▶ Written problem
Pick out every line in the rows below that contains the word "dark", and copy each one in full.

Collected data
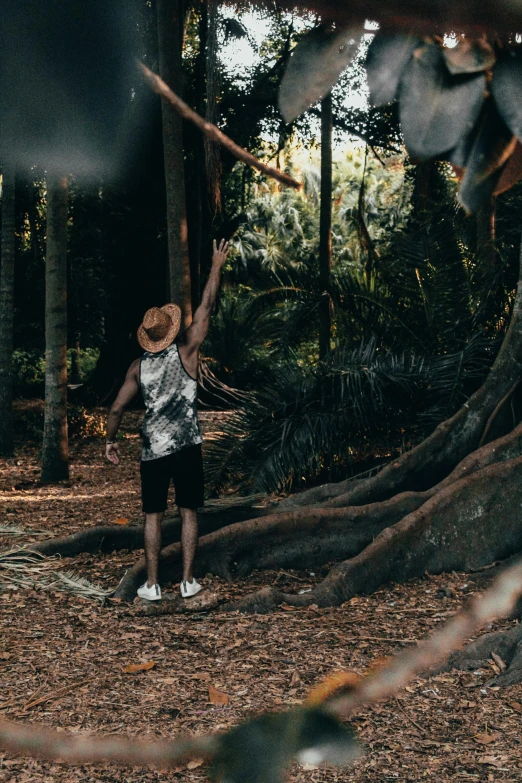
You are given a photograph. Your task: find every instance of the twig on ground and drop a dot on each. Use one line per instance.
(497, 602)
(159, 86)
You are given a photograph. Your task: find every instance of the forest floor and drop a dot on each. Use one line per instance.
(63, 658)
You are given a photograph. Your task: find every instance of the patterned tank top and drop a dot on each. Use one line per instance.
(170, 396)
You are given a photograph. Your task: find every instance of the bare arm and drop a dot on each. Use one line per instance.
(198, 329)
(127, 393)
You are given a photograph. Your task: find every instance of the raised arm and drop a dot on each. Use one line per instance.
(127, 393)
(198, 329)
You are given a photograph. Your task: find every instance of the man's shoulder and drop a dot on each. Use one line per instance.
(134, 368)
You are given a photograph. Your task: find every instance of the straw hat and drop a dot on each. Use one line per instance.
(159, 328)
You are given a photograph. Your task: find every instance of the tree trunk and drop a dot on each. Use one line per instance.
(212, 83)
(55, 454)
(325, 226)
(486, 248)
(7, 259)
(170, 41)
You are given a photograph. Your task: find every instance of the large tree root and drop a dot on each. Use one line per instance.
(506, 644)
(110, 538)
(294, 539)
(466, 525)
(311, 537)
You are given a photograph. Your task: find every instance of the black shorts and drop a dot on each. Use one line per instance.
(184, 468)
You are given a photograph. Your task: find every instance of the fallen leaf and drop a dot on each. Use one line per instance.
(486, 739)
(296, 680)
(217, 697)
(194, 764)
(132, 668)
(492, 761)
(498, 660)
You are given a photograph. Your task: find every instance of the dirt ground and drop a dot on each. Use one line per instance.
(62, 658)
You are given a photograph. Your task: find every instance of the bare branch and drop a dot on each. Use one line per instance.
(497, 602)
(159, 86)
(81, 749)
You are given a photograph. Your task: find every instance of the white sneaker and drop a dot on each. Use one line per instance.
(150, 593)
(188, 589)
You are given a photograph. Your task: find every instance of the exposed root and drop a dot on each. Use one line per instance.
(109, 538)
(301, 538)
(468, 524)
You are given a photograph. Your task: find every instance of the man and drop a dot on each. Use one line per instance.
(167, 376)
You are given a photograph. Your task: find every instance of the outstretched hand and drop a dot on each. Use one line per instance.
(112, 452)
(220, 253)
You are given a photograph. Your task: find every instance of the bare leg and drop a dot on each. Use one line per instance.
(152, 546)
(189, 540)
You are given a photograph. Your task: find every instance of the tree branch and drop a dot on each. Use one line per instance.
(83, 749)
(495, 603)
(159, 86)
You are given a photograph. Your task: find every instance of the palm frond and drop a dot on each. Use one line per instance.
(27, 569)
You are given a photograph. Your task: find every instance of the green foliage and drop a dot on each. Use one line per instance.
(28, 372)
(416, 322)
(83, 424)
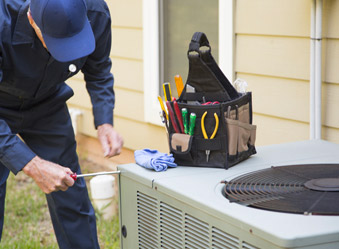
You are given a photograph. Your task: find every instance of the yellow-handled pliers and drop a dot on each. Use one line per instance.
(204, 130)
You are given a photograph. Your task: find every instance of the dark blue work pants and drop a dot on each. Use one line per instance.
(46, 128)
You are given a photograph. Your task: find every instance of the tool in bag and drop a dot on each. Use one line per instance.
(220, 132)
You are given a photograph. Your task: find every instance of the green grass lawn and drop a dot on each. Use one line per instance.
(27, 221)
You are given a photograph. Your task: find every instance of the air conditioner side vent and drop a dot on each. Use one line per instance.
(196, 233)
(147, 210)
(221, 239)
(245, 245)
(161, 225)
(171, 229)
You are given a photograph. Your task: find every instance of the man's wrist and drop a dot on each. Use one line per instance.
(27, 169)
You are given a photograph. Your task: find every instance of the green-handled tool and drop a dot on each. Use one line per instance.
(193, 117)
(184, 114)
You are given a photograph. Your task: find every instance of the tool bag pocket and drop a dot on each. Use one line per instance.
(195, 152)
(181, 146)
(223, 135)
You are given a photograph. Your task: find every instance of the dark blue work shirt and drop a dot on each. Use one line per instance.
(29, 72)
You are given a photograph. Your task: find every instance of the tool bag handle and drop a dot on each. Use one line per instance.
(205, 75)
(198, 40)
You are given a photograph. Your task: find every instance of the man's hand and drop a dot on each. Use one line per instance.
(50, 177)
(110, 140)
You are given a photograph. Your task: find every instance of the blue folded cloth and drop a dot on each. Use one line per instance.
(153, 159)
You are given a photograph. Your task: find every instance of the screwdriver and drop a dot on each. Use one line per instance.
(75, 176)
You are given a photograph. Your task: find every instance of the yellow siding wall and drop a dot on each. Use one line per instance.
(273, 55)
(127, 59)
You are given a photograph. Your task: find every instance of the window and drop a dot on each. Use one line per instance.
(168, 28)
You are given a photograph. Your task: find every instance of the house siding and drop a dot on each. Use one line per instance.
(273, 55)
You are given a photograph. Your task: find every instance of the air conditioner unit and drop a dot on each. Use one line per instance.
(184, 207)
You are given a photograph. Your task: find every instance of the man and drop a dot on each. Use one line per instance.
(43, 43)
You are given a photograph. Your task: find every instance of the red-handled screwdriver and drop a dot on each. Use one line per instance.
(75, 176)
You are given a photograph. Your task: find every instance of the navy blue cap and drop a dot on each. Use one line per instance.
(65, 28)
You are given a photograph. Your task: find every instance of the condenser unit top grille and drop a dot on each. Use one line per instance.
(305, 189)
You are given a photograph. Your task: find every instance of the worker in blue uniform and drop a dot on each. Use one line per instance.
(42, 44)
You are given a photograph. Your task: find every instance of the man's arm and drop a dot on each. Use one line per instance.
(17, 156)
(50, 177)
(99, 84)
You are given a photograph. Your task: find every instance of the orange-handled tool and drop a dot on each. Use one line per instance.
(179, 84)
(75, 176)
(178, 114)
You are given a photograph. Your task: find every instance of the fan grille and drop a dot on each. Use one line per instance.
(287, 189)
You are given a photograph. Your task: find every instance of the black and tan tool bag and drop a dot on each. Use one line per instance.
(235, 137)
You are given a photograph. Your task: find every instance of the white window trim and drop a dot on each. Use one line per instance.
(151, 41)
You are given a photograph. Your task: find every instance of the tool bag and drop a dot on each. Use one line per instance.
(234, 140)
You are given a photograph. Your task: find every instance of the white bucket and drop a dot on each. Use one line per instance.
(102, 190)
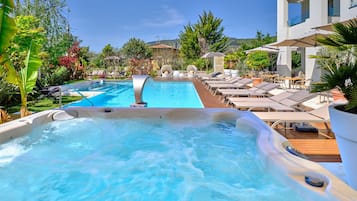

▶ Final result
You are given a photograph. Your task: find every instance of the dark blue work pants and drop a dot on each. Use one line per instance.
You are given a photograph. Your task: find every instance of the dark blue work shirt and drop a dot on each. Use one line per instance.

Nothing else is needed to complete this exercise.